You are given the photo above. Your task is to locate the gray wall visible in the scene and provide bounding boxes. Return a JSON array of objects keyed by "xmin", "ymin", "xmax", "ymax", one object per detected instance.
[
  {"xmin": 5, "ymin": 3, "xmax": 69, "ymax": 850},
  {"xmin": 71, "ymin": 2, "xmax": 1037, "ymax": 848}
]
···
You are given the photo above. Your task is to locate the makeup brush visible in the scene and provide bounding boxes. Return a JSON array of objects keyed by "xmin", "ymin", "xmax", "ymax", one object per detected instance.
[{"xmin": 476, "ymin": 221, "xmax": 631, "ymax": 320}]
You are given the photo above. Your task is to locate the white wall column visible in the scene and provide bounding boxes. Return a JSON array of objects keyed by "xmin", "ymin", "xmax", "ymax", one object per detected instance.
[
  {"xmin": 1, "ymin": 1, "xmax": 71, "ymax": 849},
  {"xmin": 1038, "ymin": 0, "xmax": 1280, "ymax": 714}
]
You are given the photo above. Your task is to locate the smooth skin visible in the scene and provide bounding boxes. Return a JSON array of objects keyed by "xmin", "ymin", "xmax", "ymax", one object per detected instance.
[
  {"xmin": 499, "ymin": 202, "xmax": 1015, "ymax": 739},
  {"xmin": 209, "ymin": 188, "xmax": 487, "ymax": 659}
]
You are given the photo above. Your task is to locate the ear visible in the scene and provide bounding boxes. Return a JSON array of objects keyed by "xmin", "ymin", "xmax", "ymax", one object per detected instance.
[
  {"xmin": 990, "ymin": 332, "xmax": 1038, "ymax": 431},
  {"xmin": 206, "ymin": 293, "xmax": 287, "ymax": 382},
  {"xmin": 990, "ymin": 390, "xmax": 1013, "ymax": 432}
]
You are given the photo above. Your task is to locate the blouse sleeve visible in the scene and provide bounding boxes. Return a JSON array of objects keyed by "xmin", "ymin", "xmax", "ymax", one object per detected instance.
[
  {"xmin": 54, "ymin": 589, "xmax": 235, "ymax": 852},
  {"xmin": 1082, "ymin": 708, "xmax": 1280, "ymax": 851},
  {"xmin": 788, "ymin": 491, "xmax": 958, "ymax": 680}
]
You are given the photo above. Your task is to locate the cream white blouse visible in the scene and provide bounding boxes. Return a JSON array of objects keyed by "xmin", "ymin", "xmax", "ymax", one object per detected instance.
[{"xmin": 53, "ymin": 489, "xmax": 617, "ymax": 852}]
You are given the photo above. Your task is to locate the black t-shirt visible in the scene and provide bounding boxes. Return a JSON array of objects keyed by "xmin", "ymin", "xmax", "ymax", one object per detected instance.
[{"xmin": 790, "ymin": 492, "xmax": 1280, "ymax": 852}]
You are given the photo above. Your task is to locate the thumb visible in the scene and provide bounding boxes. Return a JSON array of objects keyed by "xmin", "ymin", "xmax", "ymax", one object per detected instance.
···
THE PROBLEM » Begin at the line that has "locate the cream" in the entries above; stop after the line that has "locate the thumb". Transcribe exactly those lines and no others.

TASK SOLUTION »
You are given the photo above. Your task is to locate the cream white blouse visible in the scene and provide bounding boxes. Return a JSON array of objects keyed by "xmin", "ymin", "xmax", "ymax", one object per detected instance.
[{"xmin": 53, "ymin": 489, "xmax": 617, "ymax": 852}]
You are given the photo above. Your task is to locate the black t-shirt visible in the scene and provide bounding boxes. Return a JSON array of objects keyed by "xmin", "ymin", "xmax", "ymax", one object per detected instance.
[{"xmin": 790, "ymin": 492, "xmax": 1280, "ymax": 852}]
You are given the photo above. Your task is to locate the thumb visible in the scene and provide bounding boxes. Return a JSON array of objects keyed by "xmin", "ymin", "xmax", "ymax", one object per detected instance.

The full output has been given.